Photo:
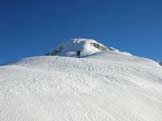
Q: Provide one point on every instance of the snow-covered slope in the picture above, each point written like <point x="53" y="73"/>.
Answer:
<point x="105" y="86"/>
<point x="85" y="46"/>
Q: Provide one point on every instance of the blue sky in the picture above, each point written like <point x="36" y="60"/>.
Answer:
<point x="33" y="27"/>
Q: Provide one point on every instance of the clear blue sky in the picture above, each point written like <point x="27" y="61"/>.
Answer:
<point x="33" y="27"/>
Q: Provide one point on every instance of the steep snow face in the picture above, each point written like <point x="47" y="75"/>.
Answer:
<point x="85" y="46"/>
<point x="106" y="86"/>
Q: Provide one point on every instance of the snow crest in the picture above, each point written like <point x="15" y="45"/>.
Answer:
<point x="107" y="86"/>
<point x="85" y="46"/>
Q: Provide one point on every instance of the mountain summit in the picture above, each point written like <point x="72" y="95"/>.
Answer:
<point x="85" y="46"/>
<point x="108" y="85"/>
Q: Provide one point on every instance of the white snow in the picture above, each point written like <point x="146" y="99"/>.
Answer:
<point x="101" y="86"/>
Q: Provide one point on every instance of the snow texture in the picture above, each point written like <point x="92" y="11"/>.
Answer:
<point x="103" y="85"/>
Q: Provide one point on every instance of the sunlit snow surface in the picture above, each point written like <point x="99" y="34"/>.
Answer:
<point x="108" y="86"/>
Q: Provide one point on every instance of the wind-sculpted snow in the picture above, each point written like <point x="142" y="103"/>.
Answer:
<point x="103" y="87"/>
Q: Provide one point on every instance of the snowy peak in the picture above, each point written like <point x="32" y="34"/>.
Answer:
<point x="85" y="46"/>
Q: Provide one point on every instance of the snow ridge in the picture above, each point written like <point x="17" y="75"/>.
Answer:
<point x="106" y="85"/>
<point x="85" y="46"/>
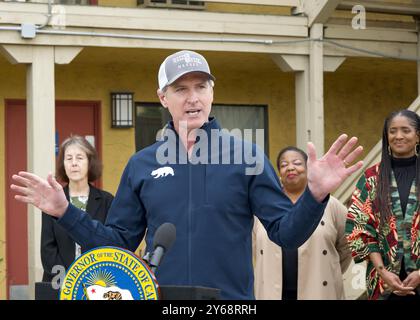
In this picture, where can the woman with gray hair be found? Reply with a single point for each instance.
(77, 166)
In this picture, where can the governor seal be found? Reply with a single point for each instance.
(109, 273)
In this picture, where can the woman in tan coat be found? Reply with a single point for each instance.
(314, 270)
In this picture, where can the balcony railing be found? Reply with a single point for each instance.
(182, 4)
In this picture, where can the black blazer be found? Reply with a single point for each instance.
(57, 248)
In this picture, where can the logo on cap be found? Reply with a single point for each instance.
(179, 64)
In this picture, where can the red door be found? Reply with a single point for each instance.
(72, 117)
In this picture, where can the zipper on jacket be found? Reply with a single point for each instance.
(189, 222)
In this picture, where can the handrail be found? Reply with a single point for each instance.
(277, 3)
(343, 193)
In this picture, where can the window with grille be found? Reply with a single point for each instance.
(182, 4)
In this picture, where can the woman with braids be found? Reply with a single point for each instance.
(314, 271)
(383, 223)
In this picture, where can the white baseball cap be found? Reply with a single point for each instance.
(180, 63)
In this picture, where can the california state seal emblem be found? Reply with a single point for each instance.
(109, 273)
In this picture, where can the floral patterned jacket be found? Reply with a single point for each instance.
(399, 239)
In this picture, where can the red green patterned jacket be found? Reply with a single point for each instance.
(399, 239)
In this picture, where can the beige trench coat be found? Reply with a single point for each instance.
(322, 259)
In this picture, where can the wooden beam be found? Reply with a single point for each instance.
(159, 20)
(319, 11)
(279, 3)
(382, 7)
(371, 33)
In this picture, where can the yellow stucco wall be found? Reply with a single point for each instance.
(357, 98)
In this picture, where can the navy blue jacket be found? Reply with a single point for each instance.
(212, 207)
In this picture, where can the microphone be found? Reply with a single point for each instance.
(163, 240)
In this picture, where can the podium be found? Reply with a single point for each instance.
(45, 291)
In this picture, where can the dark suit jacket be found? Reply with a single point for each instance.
(57, 248)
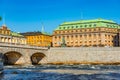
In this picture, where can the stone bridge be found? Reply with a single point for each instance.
(22, 54)
(27, 55)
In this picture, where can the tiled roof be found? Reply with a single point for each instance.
(88, 24)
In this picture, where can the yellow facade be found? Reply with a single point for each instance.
(6, 36)
(87, 33)
(4, 30)
(38, 39)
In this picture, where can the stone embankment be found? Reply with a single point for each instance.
(82, 55)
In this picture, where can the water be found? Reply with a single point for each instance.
(62, 72)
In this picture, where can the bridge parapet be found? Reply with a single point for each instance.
(22, 46)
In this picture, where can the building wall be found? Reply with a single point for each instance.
(4, 30)
(7, 37)
(86, 37)
(39, 40)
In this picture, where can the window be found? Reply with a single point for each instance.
(85, 25)
(72, 26)
(95, 25)
(90, 25)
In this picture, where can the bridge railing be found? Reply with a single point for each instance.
(21, 45)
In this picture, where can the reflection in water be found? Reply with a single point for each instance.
(62, 72)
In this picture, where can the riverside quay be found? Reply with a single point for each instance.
(96, 32)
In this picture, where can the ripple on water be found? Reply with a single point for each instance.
(63, 72)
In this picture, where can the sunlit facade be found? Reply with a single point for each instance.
(97, 32)
(38, 39)
(7, 36)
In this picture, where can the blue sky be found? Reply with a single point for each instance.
(29, 15)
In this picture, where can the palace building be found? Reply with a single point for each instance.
(41, 39)
(96, 32)
(7, 36)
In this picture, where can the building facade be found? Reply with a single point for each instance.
(38, 39)
(7, 36)
(96, 32)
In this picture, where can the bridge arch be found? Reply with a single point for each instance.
(37, 57)
(12, 58)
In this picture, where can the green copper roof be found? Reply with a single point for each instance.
(45, 33)
(16, 34)
(88, 24)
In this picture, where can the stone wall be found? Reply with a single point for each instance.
(82, 55)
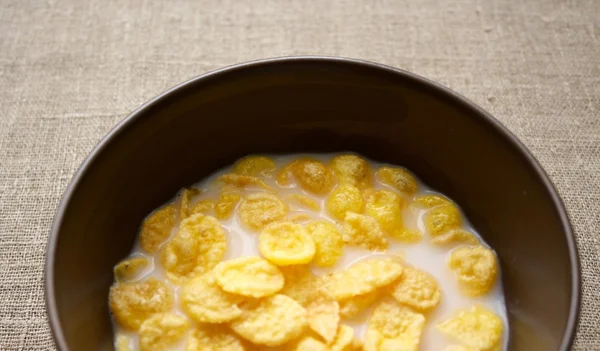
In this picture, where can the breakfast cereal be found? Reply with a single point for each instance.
(308, 253)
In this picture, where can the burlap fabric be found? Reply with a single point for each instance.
(70, 70)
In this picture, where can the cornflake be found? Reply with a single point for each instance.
(286, 243)
(254, 166)
(476, 327)
(365, 232)
(398, 178)
(394, 327)
(199, 245)
(226, 205)
(204, 301)
(130, 268)
(328, 241)
(311, 175)
(362, 277)
(353, 170)
(270, 321)
(416, 289)
(343, 199)
(249, 276)
(260, 209)
(213, 338)
(476, 269)
(133, 303)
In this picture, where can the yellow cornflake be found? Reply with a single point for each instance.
(123, 343)
(305, 201)
(299, 218)
(311, 175)
(286, 243)
(204, 301)
(132, 303)
(254, 166)
(456, 236)
(394, 327)
(362, 277)
(353, 306)
(353, 170)
(344, 198)
(162, 331)
(429, 201)
(260, 209)
(323, 315)
(185, 200)
(156, 228)
(213, 338)
(307, 343)
(386, 207)
(130, 268)
(365, 232)
(328, 241)
(344, 339)
(398, 178)
(476, 327)
(271, 321)
(225, 205)
(458, 348)
(300, 283)
(442, 219)
(476, 269)
(249, 276)
(199, 245)
(203, 206)
(416, 289)
(242, 181)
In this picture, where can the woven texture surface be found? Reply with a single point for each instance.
(70, 70)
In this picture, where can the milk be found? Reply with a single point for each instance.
(421, 255)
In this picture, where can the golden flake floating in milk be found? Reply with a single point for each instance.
(308, 252)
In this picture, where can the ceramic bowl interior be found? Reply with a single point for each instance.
(314, 105)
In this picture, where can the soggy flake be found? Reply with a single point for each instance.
(353, 170)
(343, 199)
(205, 302)
(476, 269)
(365, 232)
(249, 276)
(286, 243)
(132, 303)
(260, 209)
(271, 321)
(476, 327)
(199, 245)
(328, 241)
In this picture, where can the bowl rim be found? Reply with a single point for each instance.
(138, 113)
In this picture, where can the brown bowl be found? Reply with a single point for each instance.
(314, 104)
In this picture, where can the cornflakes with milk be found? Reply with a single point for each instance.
(133, 303)
(343, 199)
(157, 228)
(286, 243)
(249, 276)
(476, 269)
(205, 302)
(328, 242)
(353, 170)
(271, 321)
(260, 209)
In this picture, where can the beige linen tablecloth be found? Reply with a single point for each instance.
(70, 70)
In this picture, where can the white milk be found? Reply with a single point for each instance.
(422, 255)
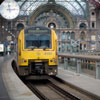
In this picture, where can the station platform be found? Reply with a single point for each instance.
(14, 86)
(18, 91)
(81, 81)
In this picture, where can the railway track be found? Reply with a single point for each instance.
(49, 91)
(56, 89)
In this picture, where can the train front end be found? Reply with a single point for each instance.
(37, 52)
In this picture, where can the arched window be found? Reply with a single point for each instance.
(82, 26)
(82, 35)
(73, 35)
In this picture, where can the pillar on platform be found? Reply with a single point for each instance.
(98, 70)
(78, 66)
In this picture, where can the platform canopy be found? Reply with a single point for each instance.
(75, 7)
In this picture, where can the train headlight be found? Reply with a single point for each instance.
(23, 61)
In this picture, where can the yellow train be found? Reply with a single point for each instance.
(37, 52)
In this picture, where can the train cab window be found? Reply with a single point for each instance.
(44, 40)
(37, 41)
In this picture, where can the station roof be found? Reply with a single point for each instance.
(75, 7)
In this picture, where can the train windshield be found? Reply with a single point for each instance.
(35, 40)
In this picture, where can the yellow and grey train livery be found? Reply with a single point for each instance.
(37, 51)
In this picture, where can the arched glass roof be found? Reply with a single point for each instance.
(75, 7)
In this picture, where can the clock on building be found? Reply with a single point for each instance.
(9, 9)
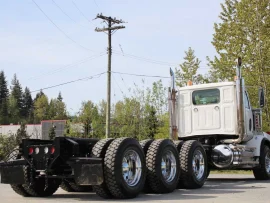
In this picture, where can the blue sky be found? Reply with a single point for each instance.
(40, 54)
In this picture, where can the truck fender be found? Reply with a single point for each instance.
(258, 141)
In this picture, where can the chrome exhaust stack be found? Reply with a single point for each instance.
(172, 107)
(240, 106)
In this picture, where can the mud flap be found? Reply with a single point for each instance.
(12, 175)
(88, 171)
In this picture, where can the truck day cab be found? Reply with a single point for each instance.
(213, 126)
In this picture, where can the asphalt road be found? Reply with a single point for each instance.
(219, 188)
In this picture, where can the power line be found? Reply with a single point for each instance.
(139, 75)
(60, 30)
(163, 63)
(145, 59)
(96, 4)
(72, 81)
(68, 66)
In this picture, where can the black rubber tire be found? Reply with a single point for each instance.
(20, 190)
(261, 173)
(113, 168)
(153, 162)
(187, 177)
(99, 151)
(71, 186)
(145, 144)
(178, 145)
(37, 189)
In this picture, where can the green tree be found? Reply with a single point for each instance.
(41, 111)
(21, 134)
(188, 69)
(87, 116)
(57, 110)
(14, 111)
(4, 94)
(17, 94)
(244, 32)
(38, 95)
(60, 98)
(27, 104)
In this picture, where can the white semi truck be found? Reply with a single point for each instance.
(221, 118)
(213, 126)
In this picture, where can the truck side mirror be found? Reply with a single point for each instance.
(261, 97)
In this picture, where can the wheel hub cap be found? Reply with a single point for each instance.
(198, 164)
(168, 166)
(131, 167)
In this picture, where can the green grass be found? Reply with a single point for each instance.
(231, 172)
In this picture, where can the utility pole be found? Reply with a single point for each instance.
(109, 31)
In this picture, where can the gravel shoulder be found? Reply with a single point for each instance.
(219, 188)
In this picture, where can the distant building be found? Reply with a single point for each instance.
(36, 131)
(33, 130)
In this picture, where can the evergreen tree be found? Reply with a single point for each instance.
(27, 104)
(21, 134)
(13, 110)
(188, 69)
(41, 111)
(57, 110)
(244, 32)
(4, 94)
(17, 94)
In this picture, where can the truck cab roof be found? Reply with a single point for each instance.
(206, 86)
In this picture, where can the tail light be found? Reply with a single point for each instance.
(46, 150)
(52, 150)
(36, 150)
(30, 150)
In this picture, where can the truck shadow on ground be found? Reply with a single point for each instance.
(213, 188)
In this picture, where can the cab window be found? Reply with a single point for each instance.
(204, 97)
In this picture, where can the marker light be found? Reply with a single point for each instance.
(30, 150)
(46, 150)
(37, 150)
(52, 150)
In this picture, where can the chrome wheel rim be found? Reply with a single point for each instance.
(198, 164)
(267, 162)
(131, 167)
(168, 166)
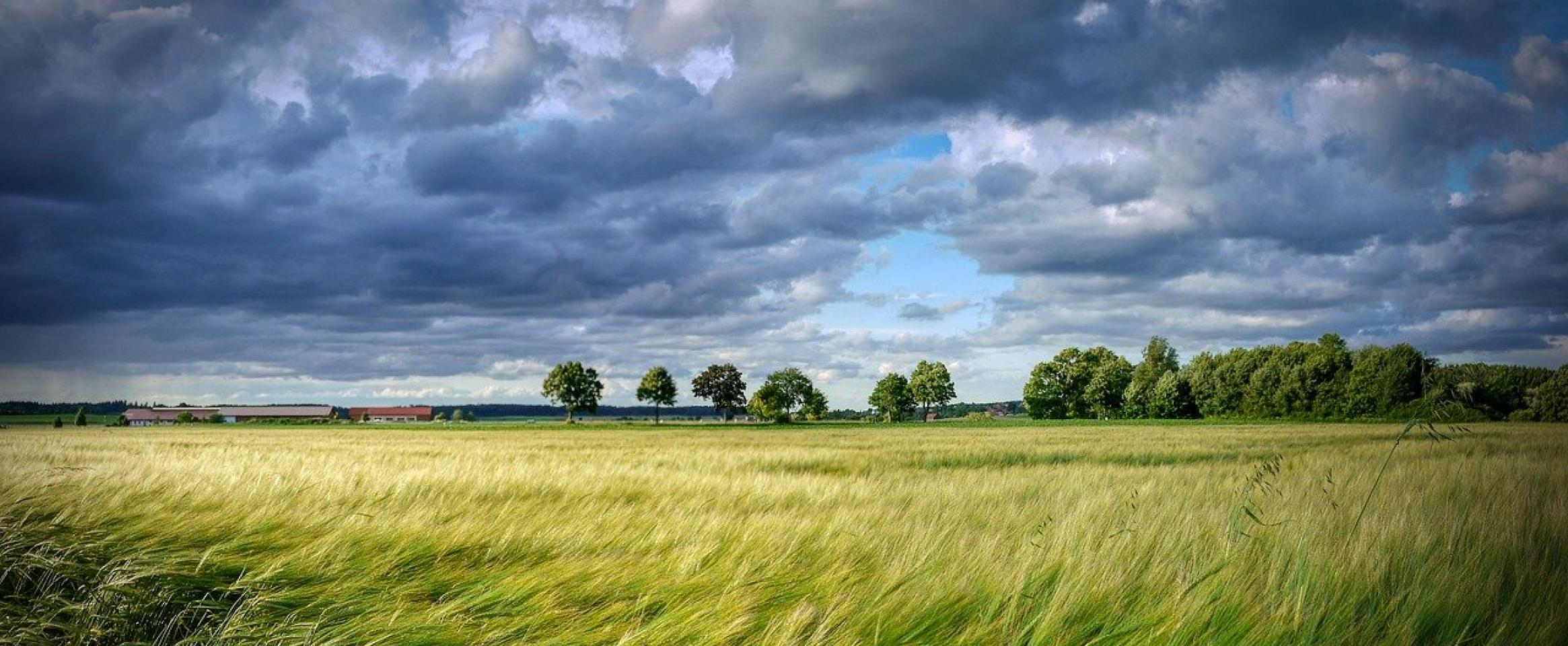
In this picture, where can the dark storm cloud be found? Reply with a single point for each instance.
(1540, 68)
(377, 190)
(813, 62)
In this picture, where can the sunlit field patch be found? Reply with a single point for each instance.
(808, 535)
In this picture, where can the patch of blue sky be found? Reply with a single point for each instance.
(915, 267)
(892, 165)
(1460, 168)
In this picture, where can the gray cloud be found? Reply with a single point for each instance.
(1540, 68)
(334, 193)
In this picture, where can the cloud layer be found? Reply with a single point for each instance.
(438, 200)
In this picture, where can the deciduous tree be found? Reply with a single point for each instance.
(891, 397)
(930, 385)
(657, 388)
(723, 386)
(574, 386)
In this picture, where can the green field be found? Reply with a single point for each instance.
(49, 419)
(804, 535)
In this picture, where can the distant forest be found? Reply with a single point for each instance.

*Exercise instructions*
A verbatim copy of the records is expected, from their first line through the line with "Q: Provide one point on every instance of the clear", inclusive, with the pictures removed.

*Completed task*
Photo:
Q: Provide one point on every instance of the snow-covered slope in the picture above, each point written like <point x="53" y="73"/>.
Answer:
<point x="105" y="86"/>
<point x="85" y="46"/>
Q: Provide one point on every instance of the blue sky in the picture above, each point written like <point x="36" y="60"/>.
Answer:
<point x="33" y="27"/>
Q: Provide one point on every instance of the clear blue sky in the picture above, each point written like <point x="27" y="61"/>.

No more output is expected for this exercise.